Venti di guerra alle porte dell’Europa, il movimento per la pace dov’è?

Il fallimento del nuovo ordine mondiale e la crisi del movimento pacifista. Intervista a Giulio Marcon, voce storica del pacifismo italiano e fondatore della campagna Sbilanciamoci!

Daniele Nalbone

Sono lontanissimi gli anni delle grandi mobilitazioni di piazza che cercarono di difendere la popolazione dell’ex Jugoslavia e dell’Iraq dalle relative guerre. Tante le cause che hanno portato quel movimento a disperdersi. “La sinistra con l’elmetto“ è la definizione che Alessandro Marescotti, presidente dell’associazione Peacelink, ha utilizzato per analizzare su MicroMega la crisi del pacifismo a sessant’anni dalla prima marcia Perugia-Assisi promossa da Aldo Capitini. Pochi mesi dopo, la situazione ucraina ci costringe a tornare sul tema. Stavolta lasciamo l’analisi a Giulio Marcon, fondatore della campagna Sbilanciamoci! e nella precedente legislatura coordinatore dei “parlamentari per la pace” di cui facevano parte oltre 70 deputati e senatori impegnati sui temi del disarmo e della pace.

La situazione che stiamo vivendo oggi, con il rischio di un conflitto bellico in Europa Orientale, chiama inevitabilmente in causa il movimento pacifista.
Quello che oggi vediamo palesarsi in Ucraina rappresenta in realtà un conflitto che va avanti da molti anni, dagli anni Novanta. Questo ci interroga in primis sul fallimento di un ordine mondiale che speravamo democratico e che non si è mai realizzato: dopo le fine della Guerra Fredda e dopo la scomparsa del blocco comunista, in quelle aree si è continuato a vivere in situazioni di conflitti. Lo scenario odierno è stato ampiamente previsto dai pacifisti, ma evidentemente la mobilitazione del movimento non è stata adeguata ai rischi che stiamo correndo. Questa debolezza, però, questa “assenza” non è propria solamente del movimento pacifista ma di tutti i movimenti che, diciamo nell’ultimo decennio, hanno mostrato una difficoltà nell’organizzarsi rispetto alle crisi che si sono susseguite. Non parlerei quindi di crisi del movimento ma di crisi “dei movimenti”.

[Etichette dei punti sugli oggetti]
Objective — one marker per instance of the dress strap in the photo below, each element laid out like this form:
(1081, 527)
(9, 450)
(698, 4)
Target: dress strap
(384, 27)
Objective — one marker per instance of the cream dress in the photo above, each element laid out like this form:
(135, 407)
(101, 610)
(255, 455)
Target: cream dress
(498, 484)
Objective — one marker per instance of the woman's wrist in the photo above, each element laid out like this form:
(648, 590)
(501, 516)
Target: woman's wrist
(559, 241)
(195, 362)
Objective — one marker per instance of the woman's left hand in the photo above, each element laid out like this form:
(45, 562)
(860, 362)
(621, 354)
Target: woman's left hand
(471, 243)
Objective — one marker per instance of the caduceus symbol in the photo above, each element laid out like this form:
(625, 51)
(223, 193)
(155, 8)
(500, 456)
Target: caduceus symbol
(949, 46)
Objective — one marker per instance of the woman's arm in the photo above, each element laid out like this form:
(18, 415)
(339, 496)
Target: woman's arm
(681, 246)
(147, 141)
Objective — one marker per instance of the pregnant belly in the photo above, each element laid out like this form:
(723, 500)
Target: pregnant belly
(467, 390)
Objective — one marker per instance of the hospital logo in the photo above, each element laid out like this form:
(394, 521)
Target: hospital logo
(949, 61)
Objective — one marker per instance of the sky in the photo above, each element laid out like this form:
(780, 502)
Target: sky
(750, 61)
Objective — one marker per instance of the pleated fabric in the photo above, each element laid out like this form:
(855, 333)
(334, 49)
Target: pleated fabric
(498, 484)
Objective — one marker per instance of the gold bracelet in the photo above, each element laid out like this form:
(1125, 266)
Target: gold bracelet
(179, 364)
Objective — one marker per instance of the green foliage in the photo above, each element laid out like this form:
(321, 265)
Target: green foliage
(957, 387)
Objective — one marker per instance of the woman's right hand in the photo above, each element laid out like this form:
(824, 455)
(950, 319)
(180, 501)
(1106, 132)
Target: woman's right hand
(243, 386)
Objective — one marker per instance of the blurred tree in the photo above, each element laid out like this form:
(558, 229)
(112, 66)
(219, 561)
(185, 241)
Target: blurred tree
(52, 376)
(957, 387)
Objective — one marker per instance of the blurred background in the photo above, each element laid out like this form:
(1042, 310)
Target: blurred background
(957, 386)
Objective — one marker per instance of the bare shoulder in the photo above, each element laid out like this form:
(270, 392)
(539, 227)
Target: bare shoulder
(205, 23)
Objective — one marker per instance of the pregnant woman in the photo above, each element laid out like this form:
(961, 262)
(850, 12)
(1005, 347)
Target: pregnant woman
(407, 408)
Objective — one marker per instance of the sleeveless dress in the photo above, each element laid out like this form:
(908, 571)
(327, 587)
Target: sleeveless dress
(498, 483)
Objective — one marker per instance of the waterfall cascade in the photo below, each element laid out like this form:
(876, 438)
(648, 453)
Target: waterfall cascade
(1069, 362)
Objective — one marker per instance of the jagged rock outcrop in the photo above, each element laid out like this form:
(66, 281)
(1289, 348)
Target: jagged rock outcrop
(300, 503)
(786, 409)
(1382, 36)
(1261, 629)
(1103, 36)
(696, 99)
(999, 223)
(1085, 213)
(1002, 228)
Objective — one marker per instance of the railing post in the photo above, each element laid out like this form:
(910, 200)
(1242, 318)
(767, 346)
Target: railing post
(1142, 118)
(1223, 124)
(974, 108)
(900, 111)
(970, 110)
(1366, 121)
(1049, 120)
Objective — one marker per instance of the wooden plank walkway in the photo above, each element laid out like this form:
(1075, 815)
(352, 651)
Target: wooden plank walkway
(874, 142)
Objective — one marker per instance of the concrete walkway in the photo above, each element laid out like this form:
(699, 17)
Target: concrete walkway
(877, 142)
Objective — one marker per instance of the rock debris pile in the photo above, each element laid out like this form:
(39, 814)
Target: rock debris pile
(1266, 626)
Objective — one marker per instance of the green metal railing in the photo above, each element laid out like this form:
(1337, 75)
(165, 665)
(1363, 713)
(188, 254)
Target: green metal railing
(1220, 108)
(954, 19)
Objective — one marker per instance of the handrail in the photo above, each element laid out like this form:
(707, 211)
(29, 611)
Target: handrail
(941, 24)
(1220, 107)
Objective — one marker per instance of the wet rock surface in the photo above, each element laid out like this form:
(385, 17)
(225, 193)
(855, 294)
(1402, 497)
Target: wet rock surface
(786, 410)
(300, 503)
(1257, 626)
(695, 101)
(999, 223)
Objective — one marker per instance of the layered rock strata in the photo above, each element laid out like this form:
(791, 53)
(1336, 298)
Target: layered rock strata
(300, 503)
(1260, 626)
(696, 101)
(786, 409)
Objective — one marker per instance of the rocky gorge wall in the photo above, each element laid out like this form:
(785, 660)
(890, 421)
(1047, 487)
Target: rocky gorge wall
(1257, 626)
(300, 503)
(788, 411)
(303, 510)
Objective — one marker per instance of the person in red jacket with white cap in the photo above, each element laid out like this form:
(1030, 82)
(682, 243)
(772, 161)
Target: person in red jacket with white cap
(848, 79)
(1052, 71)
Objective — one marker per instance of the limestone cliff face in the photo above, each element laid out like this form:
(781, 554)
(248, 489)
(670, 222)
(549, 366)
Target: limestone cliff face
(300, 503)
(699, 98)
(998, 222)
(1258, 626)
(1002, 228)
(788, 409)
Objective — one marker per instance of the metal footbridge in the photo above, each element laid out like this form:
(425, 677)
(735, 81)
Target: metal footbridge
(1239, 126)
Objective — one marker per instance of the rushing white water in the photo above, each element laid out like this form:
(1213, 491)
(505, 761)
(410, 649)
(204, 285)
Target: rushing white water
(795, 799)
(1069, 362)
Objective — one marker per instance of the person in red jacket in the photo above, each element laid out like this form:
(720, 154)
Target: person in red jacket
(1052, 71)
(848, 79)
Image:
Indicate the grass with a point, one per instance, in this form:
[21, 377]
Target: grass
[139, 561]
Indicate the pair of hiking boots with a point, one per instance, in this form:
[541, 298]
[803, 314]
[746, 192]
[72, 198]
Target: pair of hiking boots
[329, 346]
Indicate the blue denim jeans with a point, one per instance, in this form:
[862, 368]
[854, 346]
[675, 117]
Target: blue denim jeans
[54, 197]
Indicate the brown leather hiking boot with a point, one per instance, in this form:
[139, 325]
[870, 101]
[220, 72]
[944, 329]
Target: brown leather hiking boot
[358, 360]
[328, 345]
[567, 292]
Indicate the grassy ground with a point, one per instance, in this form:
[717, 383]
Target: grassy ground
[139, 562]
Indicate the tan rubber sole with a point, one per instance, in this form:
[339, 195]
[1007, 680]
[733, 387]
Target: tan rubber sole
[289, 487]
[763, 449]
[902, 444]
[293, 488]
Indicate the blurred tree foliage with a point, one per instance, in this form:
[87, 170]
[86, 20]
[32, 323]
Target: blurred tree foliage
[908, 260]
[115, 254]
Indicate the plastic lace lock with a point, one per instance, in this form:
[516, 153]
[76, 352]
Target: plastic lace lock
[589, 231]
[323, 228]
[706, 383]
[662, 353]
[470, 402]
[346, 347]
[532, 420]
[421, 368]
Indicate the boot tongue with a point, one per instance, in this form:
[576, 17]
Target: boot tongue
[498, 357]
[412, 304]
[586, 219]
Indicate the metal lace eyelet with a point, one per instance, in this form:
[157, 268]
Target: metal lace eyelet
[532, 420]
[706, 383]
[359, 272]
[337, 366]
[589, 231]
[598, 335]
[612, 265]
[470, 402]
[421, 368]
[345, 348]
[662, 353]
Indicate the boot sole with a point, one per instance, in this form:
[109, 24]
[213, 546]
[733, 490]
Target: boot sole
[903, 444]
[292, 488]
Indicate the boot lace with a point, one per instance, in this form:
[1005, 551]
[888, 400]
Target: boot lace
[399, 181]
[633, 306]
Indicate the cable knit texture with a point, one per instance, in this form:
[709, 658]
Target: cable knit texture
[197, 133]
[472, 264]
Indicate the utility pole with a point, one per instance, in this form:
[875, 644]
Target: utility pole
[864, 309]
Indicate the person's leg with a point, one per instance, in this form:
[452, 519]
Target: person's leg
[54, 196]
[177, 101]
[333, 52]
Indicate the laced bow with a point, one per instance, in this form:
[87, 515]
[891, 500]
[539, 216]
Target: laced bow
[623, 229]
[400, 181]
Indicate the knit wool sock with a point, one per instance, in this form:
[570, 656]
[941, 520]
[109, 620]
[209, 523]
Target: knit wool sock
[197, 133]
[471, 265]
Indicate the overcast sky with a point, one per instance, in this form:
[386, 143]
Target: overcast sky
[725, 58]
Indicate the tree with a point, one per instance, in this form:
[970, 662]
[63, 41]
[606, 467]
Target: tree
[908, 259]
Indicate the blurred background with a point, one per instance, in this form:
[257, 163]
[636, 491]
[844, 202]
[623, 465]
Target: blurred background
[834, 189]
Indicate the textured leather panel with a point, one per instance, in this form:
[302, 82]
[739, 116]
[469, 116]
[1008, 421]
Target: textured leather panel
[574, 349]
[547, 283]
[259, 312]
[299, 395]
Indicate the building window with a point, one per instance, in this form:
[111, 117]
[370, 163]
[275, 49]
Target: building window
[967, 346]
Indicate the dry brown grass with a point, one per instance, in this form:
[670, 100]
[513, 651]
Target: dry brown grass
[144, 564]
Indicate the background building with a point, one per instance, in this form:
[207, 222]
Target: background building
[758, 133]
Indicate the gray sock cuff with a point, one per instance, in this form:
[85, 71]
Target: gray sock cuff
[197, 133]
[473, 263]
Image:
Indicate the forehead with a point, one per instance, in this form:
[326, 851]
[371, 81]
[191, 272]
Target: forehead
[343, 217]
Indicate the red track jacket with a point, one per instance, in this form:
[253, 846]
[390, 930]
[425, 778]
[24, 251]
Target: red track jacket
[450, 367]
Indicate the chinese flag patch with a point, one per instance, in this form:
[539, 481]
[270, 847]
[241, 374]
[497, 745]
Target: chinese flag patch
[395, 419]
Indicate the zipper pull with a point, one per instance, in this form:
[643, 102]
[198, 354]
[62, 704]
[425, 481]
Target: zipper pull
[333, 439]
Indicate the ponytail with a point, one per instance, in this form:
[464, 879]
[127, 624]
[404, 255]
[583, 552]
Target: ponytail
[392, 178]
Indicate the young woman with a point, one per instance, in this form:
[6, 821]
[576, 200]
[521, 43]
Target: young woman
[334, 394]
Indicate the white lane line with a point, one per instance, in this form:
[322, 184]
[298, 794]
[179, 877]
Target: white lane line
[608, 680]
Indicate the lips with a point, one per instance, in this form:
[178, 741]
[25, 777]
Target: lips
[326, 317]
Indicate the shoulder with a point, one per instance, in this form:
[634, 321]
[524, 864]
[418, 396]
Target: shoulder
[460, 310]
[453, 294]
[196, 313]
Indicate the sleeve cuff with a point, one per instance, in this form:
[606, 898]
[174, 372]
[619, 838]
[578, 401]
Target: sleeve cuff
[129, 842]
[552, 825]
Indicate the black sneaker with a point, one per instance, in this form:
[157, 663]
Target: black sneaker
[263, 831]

• Consegne:
a) Riporti il tratto del documento sul pacifismo da "Sono lontanissimi gli" fino a "e della pace.", sostituendo "marcia" con "camminata".
b) Indichi se ciascuna delle seguenti affermazioni concorda con il documento sul pacifismo, rispondendo sì o no e citando le parole decisive: (i) Alessandro Marescotti presiede l'associazione Peacelink; (ii) i "parlamentari per la pace" erano meno di cinquanta; (iii) Giulio Marcon parla di una crisi che riguarda soltanto il movimento pacifista.
Le voci non hanno alcun ruolo in questo lavoro.

• Risposte alle consegne:
a)
Sono lontanissimi gli anni delle grandi mobilitazioni di piazza che cercarono di difendere la popolazione dell’ex Jugoslavia e dell’Iraq dalle relative guerre. Tante le cause che hanno portato quel movimento a disperdersi. “La sinistra con l’elmetto“ è la definizione che Alessandro Marescotti, presidente dell’associazione Peacelink, ha utilizzato per analizzare su MicroMega la crisi del pacifismo a sessant’anni dalla prima camminata Perugia-Assisi promossa da Aldo Capitini. Pochi mesi dopo, la situazione ucraina ci costringe a tornare sul tema. Stavolta lasciamo l’analisi a Giulio Marcon, fondatore della campagna Sbilanciamoci! e nella precedente legislatura coordinatore dei “parlamentari per la pace” di cui facevano parte oltre 70 deputati e senatori impegnati sui temi del disarmo e della pace.

b)
(i) Sì: "Alessandro Marescotti, presidente dell’associazione Peacelink".
(ii) No: "oltre 70 deputati e senatori".
(iii) No: "Non parlerei quindi di crisi del movimento ma di crisi “dei movimenti”."